━━ Data supplied

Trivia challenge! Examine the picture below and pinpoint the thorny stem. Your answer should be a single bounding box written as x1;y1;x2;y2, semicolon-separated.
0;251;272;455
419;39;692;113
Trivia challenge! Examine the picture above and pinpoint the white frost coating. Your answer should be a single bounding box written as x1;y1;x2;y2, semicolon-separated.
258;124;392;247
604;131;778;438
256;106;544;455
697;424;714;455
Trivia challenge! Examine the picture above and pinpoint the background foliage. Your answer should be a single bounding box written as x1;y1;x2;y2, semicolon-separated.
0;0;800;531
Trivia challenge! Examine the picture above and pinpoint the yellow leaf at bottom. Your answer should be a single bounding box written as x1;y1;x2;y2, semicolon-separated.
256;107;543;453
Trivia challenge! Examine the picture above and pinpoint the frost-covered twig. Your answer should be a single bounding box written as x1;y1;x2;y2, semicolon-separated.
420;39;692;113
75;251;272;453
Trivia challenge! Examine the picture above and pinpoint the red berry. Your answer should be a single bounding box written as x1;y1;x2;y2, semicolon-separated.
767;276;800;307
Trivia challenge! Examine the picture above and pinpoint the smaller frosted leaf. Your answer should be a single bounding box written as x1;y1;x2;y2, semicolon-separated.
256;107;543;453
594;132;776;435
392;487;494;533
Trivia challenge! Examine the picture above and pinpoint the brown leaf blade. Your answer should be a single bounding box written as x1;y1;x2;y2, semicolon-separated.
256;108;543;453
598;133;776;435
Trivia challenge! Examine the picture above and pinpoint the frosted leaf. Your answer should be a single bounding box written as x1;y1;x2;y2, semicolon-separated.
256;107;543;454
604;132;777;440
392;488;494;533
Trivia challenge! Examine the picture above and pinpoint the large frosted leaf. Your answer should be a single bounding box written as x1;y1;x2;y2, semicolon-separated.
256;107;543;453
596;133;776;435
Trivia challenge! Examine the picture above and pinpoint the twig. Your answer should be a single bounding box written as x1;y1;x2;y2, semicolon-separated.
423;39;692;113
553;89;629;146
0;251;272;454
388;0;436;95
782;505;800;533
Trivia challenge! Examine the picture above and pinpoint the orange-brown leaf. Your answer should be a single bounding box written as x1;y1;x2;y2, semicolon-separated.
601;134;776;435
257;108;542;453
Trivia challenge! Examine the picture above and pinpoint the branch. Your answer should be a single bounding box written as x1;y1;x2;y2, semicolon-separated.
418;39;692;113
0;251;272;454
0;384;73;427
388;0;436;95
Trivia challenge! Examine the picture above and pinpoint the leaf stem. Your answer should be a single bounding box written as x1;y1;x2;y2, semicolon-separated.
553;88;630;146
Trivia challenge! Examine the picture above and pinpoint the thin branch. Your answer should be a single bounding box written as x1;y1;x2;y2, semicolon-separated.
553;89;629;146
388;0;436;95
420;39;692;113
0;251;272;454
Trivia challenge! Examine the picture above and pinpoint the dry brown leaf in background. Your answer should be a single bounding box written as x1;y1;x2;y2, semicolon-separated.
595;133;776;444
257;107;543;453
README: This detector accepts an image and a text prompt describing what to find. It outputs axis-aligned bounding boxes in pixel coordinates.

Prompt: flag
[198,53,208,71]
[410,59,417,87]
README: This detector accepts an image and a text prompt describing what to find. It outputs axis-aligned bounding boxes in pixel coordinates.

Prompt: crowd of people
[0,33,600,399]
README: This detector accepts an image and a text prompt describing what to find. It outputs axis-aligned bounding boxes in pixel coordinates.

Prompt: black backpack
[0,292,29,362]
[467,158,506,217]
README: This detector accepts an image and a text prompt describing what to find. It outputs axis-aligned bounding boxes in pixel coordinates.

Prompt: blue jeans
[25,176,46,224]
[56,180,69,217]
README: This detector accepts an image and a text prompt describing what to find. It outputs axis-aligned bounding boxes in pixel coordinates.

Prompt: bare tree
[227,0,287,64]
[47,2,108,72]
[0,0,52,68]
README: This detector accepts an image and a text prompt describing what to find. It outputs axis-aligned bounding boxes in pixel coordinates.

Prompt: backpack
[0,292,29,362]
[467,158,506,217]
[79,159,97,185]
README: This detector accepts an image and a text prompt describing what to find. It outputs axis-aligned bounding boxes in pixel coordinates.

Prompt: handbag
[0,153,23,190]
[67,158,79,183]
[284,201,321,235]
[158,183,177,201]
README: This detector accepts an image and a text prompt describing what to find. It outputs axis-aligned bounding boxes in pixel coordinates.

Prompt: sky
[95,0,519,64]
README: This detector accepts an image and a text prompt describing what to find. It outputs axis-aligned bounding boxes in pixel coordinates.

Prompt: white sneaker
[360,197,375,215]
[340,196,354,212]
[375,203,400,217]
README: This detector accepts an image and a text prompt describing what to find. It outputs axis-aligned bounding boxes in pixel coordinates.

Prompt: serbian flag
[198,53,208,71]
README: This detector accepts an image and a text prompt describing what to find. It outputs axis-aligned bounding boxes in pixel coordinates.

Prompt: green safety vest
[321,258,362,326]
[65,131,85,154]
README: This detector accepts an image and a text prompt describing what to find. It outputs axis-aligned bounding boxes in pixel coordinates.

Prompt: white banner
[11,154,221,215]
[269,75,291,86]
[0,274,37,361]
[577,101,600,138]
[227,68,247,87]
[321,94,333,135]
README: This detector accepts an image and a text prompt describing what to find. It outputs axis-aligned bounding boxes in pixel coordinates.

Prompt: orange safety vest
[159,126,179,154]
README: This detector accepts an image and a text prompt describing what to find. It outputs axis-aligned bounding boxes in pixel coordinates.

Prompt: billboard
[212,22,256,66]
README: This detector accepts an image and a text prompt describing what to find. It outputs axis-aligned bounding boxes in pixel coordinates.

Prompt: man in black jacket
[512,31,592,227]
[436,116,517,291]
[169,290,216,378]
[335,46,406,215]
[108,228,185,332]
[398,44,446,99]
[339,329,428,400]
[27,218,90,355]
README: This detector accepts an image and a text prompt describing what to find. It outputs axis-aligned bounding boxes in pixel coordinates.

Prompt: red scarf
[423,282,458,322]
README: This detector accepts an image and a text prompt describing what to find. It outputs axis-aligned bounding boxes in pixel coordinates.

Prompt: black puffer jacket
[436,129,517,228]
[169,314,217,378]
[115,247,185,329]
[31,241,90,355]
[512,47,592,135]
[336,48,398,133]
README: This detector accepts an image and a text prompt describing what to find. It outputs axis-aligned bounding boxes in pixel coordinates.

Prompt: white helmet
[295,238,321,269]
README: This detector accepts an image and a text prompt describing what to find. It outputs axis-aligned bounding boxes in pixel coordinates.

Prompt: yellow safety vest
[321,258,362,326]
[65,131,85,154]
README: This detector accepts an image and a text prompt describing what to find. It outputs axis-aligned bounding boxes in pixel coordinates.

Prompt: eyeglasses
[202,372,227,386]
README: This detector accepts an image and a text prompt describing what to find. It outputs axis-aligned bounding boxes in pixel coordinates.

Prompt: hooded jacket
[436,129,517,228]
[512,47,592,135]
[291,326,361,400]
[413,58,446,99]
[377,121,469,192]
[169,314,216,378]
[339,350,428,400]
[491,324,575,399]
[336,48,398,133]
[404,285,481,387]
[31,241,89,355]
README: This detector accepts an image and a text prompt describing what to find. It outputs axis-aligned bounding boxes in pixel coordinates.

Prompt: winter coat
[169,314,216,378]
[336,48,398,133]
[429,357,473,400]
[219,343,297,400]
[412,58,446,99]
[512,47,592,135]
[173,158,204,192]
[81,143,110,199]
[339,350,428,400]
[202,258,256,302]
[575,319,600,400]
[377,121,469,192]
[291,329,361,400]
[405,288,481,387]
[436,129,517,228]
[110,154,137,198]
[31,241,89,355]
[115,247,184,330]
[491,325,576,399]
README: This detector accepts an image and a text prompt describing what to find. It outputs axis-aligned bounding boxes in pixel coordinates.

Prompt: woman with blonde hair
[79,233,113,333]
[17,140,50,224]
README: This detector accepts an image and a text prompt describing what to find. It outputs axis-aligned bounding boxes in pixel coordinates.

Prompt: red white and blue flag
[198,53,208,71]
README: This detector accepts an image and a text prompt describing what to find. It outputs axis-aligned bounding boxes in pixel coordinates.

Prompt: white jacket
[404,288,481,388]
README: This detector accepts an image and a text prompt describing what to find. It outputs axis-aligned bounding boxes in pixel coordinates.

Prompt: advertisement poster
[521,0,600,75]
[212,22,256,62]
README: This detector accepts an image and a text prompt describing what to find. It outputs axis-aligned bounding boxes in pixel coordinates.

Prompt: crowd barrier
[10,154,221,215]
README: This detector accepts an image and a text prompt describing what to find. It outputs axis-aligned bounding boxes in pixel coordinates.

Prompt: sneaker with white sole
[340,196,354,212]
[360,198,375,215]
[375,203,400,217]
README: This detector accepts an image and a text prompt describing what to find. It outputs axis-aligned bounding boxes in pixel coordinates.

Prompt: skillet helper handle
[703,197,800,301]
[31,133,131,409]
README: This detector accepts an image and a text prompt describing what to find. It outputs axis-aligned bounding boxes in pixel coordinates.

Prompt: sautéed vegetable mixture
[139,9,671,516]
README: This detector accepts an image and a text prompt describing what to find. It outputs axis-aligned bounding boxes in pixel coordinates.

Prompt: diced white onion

━━━━

◆ **What is required**:
Can you copy out word for word every line from the one with "Trivia challenge! Examine the picture above and pinpoint the red" to the one with "392;488;494;533", both of those lines included?

◆ **Answer to the task**:
Trivia challenge! Examine the picture above and pinpoint the red berry. Your answer should be a single bounding box written as x1;y1;x2;y2, semicolon-separated.
767;276;800;307
Trivia challenge! Examine the picture above and pinpoint the smaller frosted leaf. Your answer should be a single bounding box written as x1;y1;x2;y2, semicolon-separated.
256;107;543;453
594;132;776;435
392;487;494;533
Trivia challenge! Examine the picture above and pinpoint the brown leaf blade. Your answer should be a single bounding box written as x1;y1;x2;y2, semicolon-separated.
256;108;543;453
598;133;776;435
Trivia challenge! Examine the picture above and pinpoint the frosted leaf. Your answer should be a single bounding box written as x1;y1;x2;y2, semicolon-separated.
256;107;543;454
604;132;777;440
392;488;494;533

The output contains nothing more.